## Request:
Find every line in the lines below that contains the word "shrub" and copy each of those lines.

## Supplied information:

________

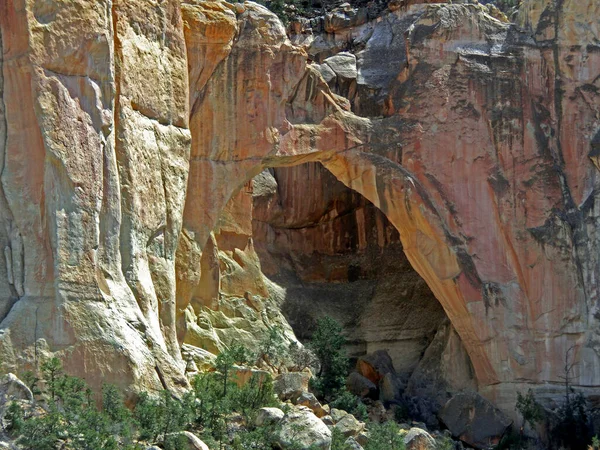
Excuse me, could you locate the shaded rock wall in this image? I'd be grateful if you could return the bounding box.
[0,0,600,416]
[252,163,446,378]
[0,0,191,396]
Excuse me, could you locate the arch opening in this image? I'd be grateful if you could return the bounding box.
[184,161,477,418]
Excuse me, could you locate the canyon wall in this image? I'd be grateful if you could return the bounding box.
[0,0,600,416]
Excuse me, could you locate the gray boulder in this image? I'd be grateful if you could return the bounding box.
[335,414,365,437]
[344,437,364,450]
[0,373,33,405]
[275,407,331,450]
[439,392,512,448]
[346,372,377,398]
[324,52,358,80]
[254,408,285,427]
[273,372,310,401]
[404,428,436,450]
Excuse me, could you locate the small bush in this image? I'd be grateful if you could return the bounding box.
[329,389,369,421]
[309,316,349,399]
[517,389,544,428]
[364,421,405,450]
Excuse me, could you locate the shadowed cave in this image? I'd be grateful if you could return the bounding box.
[246,163,472,390]
[195,163,477,420]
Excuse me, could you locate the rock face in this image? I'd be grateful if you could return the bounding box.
[0,0,191,398]
[440,392,512,448]
[0,0,600,422]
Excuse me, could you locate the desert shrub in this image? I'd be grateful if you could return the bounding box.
[4,401,25,435]
[331,427,351,450]
[287,342,318,372]
[5,347,286,450]
[552,389,592,450]
[133,390,191,449]
[257,326,288,370]
[308,316,349,399]
[329,389,369,420]
[364,421,405,450]
[517,389,544,428]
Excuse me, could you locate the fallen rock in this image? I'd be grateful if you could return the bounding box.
[296,392,327,418]
[330,408,348,423]
[344,436,363,450]
[356,350,396,385]
[174,431,210,450]
[334,414,365,437]
[404,428,436,450]
[254,408,285,427]
[321,415,335,426]
[346,372,377,398]
[324,52,358,80]
[379,372,404,404]
[439,392,512,448]
[276,408,331,450]
[0,373,33,405]
[354,431,369,447]
[273,372,310,401]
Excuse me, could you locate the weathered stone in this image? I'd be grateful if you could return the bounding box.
[254,407,285,427]
[0,0,600,426]
[344,436,363,450]
[324,52,357,80]
[321,415,335,426]
[276,408,331,450]
[0,373,33,405]
[404,428,437,450]
[356,350,396,384]
[440,392,512,448]
[330,408,348,423]
[273,372,310,401]
[294,392,328,418]
[171,431,210,450]
[334,414,365,437]
[346,372,377,397]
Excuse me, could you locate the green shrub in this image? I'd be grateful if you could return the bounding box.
[134,390,192,448]
[329,389,369,421]
[257,326,288,370]
[331,427,351,450]
[517,389,544,428]
[364,421,405,450]
[309,316,349,399]
[4,402,25,435]
[5,347,284,450]
[552,389,592,450]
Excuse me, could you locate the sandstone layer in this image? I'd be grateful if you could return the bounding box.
[0,0,600,418]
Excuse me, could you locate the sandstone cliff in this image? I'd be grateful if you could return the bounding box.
[0,0,600,418]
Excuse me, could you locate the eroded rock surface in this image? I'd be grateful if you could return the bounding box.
[0,0,600,422]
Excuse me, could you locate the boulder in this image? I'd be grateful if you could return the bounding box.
[334,414,365,437]
[170,431,210,450]
[0,373,33,405]
[296,392,327,418]
[379,372,404,404]
[324,52,358,80]
[321,415,335,426]
[254,408,285,427]
[273,372,310,401]
[404,428,436,450]
[315,64,337,83]
[356,350,396,384]
[354,431,369,447]
[344,436,363,450]
[330,408,348,423]
[275,407,331,450]
[439,392,512,448]
[346,372,377,398]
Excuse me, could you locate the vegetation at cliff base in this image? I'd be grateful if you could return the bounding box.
[4,347,278,450]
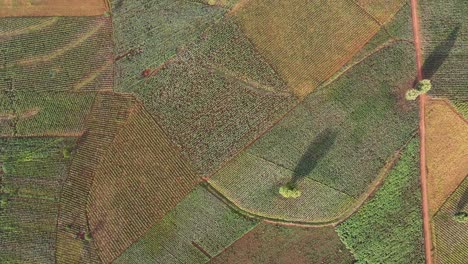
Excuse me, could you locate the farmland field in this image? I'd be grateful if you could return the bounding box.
[135,20,295,174]
[0,0,108,17]
[57,93,134,263]
[87,102,199,263]
[426,99,468,214]
[209,223,354,264]
[0,17,113,92]
[419,0,468,102]
[0,138,76,263]
[433,177,468,264]
[235,0,398,97]
[337,140,424,264]
[114,187,257,264]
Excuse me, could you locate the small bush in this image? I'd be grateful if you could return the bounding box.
[453,212,468,223]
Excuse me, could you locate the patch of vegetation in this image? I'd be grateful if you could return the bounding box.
[337,139,424,263]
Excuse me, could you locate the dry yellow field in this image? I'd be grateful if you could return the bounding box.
[0,0,109,17]
[232,0,396,97]
[426,99,468,214]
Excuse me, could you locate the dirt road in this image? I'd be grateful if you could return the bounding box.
[411,0,433,264]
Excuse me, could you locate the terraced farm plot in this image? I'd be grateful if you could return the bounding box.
[337,140,424,264]
[134,20,295,174]
[209,153,355,223]
[87,102,199,263]
[426,99,468,214]
[209,223,354,264]
[243,43,417,198]
[0,17,113,92]
[0,138,76,263]
[112,0,226,91]
[353,0,408,24]
[114,187,257,264]
[0,91,95,136]
[433,177,468,264]
[235,0,388,97]
[0,0,108,17]
[56,93,135,263]
[419,0,468,102]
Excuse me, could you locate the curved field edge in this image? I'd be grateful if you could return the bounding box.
[336,139,424,263]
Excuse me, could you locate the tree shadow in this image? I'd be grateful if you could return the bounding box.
[415,25,460,85]
[457,185,468,211]
[288,128,338,186]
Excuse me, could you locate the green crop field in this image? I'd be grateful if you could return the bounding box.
[128,20,294,174]
[337,139,424,264]
[0,138,76,263]
[0,17,113,92]
[112,0,227,91]
[209,223,354,264]
[433,177,468,264]
[114,187,257,264]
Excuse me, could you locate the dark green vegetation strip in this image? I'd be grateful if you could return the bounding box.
[0,138,76,263]
[337,140,424,264]
[419,0,468,102]
[123,20,294,174]
[0,17,113,92]
[114,187,257,264]
[112,0,227,91]
[434,178,468,264]
[57,93,134,263]
[210,223,353,264]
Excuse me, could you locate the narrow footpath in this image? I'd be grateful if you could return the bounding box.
[411,0,433,264]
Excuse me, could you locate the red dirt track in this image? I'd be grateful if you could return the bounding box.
[411,0,433,264]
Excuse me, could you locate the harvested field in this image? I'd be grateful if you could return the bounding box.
[426,99,468,214]
[0,0,108,17]
[419,0,468,102]
[56,93,134,264]
[112,0,227,91]
[87,102,199,263]
[235,0,388,97]
[0,17,114,92]
[133,20,295,174]
[337,140,424,264]
[0,91,96,136]
[433,177,468,264]
[209,223,354,264]
[209,153,355,223]
[0,138,76,264]
[353,0,408,24]
[114,187,257,264]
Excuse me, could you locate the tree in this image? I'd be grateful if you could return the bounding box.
[279,183,302,198]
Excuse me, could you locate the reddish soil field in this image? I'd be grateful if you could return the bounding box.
[0,0,109,17]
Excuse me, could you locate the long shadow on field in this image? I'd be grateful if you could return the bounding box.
[289,128,338,186]
[422,25,460,79]
[457,188,468,211]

________

## Complete answer:
Excuse me, could you locate the desert shrub in this image? I'd be grateful if you could return the bounding box.
Excuse me, could you locate the green shrub in this image? I'd be grateful if you could return the bounding box.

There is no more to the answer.